■ **Region annotation entries**:
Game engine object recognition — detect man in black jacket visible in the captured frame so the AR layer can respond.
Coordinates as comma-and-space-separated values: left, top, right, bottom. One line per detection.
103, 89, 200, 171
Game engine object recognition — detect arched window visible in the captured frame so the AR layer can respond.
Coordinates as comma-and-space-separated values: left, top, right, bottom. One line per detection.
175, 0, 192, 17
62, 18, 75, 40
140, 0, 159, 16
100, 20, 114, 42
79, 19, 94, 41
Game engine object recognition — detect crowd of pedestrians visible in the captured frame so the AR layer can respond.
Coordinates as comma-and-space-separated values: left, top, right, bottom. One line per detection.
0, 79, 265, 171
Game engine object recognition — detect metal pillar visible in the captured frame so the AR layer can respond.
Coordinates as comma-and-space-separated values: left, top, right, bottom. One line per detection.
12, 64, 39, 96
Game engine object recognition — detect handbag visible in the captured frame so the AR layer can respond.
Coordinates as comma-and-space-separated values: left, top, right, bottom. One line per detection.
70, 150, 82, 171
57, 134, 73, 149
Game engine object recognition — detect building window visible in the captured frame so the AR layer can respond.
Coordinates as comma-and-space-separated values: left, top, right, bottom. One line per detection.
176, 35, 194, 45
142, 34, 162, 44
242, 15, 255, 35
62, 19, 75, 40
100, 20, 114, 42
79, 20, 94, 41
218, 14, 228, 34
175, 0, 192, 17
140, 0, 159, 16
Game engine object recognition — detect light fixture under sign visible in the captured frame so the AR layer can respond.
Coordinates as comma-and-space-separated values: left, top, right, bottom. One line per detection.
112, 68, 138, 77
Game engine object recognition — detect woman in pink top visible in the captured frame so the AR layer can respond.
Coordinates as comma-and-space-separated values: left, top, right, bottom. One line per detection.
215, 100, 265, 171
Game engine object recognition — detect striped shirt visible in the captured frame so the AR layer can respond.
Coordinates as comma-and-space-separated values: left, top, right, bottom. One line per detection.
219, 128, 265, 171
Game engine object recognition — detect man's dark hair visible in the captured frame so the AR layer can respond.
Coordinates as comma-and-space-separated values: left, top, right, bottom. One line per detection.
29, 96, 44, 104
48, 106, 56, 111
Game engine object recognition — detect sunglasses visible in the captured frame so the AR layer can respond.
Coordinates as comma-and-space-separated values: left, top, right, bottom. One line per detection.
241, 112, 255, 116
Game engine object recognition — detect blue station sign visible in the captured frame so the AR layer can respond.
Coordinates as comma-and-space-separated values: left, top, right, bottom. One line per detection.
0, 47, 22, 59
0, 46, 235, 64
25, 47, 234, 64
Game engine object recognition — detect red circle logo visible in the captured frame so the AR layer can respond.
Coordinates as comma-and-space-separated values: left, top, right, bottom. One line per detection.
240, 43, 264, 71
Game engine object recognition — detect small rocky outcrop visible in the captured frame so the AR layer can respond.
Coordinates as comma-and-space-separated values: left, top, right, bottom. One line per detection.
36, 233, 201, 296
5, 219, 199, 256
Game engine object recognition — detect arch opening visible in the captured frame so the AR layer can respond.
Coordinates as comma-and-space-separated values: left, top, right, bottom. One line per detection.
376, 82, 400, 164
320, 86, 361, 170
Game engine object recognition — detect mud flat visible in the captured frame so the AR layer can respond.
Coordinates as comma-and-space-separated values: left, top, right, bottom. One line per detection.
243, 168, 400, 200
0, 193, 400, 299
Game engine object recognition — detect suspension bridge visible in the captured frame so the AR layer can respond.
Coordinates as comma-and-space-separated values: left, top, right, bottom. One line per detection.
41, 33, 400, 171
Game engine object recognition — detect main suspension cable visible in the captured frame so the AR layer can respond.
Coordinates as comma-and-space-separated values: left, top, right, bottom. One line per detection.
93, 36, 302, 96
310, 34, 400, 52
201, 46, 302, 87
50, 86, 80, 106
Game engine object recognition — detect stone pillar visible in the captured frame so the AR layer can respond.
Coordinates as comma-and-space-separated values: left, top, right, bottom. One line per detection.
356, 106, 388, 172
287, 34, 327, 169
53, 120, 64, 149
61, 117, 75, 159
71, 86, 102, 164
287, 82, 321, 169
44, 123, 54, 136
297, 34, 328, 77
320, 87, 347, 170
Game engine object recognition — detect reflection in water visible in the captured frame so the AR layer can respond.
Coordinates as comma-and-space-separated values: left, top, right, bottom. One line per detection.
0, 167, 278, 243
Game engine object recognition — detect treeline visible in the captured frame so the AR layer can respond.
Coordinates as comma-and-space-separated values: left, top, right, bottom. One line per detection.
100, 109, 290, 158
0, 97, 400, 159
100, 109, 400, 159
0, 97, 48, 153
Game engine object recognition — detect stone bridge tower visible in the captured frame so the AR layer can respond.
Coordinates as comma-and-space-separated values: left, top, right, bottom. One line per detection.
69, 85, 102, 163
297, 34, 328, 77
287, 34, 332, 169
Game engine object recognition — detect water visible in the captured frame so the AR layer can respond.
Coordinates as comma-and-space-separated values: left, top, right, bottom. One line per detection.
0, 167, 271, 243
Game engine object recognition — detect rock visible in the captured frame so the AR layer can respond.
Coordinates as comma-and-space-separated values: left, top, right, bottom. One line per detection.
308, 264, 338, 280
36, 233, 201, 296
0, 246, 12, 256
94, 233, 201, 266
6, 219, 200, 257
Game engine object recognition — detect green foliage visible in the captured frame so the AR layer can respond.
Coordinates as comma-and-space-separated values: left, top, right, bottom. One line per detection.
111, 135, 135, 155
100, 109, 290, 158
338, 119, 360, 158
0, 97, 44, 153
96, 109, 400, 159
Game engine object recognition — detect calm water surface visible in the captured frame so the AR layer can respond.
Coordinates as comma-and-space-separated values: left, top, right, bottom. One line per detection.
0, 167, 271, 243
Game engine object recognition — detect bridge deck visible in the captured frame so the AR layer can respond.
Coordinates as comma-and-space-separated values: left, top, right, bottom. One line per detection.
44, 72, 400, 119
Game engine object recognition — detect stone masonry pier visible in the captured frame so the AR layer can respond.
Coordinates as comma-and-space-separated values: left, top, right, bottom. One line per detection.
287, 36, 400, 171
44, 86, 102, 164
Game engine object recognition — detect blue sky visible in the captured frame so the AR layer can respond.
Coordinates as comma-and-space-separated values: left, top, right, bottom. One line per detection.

■ **What needs to be done**:
Rescale the records starting at the line that has "Game engine object recognition — detect treeline" and stopping after the line that has "44, 86, 102, 164", and give every one of those lines again with the text lines left as they are. Multiply each coordinate in the answers by 2.35 and round to whole numbers, with halves rounded up.

■ **In response**:
Game engine object recognition — detect treeline visible in the captured frame so the AR layer can respond.
Coordinates as comma-and-space-separated values: left, top, right, bottom. One line per detection.
235, 256, 682, 371
0, 228, 940, 374
235, 256, 940, 374
0, 228, 113, 360
Game engine object recognition — detect stone bridge tower visible in the captured frame so the AR layer can respond.
Coordinates as comma-and-space-separated values: left, top, right, bottom. One line per detection.
162, 200, 240, 383
698, 80, 771, 181
674, 80, 780, 397
Game engine object recognition — detect water visible in the captured frame so the AR layer can respond.
Coordinates as comma-and-space-separated values: left, top, right, bottom. One line per detection.
0, 392, 637, 571
Game engine object recognition — detect rock visible in the captured frame so the AR layer can respond.
Coordinates as comma-and-space-separated values: left, top, right, bottom. One line per detection.
724, 620, 794, 658
85, 548, 472, 696
0, 578, 28, 602
221, 548, 472, 625
14, 515, 470, 604
Game engine object recognition — detect green foliage visible in the captured frame so the AR layer can respond.
Coordinates as comma-and-space-separated values: left, top, right, bottom. One line per detection.
261, 317, 317, 364
235, 256, 682, 371
794, 280, 846, 371
0, 228, 103, 360
226, 256, 940, 374
Game engine object recognition — detect calm water surface visible in the captured frame so the AR layer can respond.
Coordinates as comma-and-space-separated values: left, top, right, bottom. One line per detection.
0, 392, 637, 571
Game engine object recognition — detect bridge deck visible in the captured frame so the AR layer can respond.
Coordinates as comma-and-space-separated values: left, top, right, bottom. One line per detection.
103, 169, 940, 280
Game engine object recognition — detect stone masonry pier visible in the captured frame so the AR layer can respond.
Coordinates as comma-and-space-separated values: left, top, right, bottom. One line per detection.
674, 85, 940, 402
103, 202, 240, 385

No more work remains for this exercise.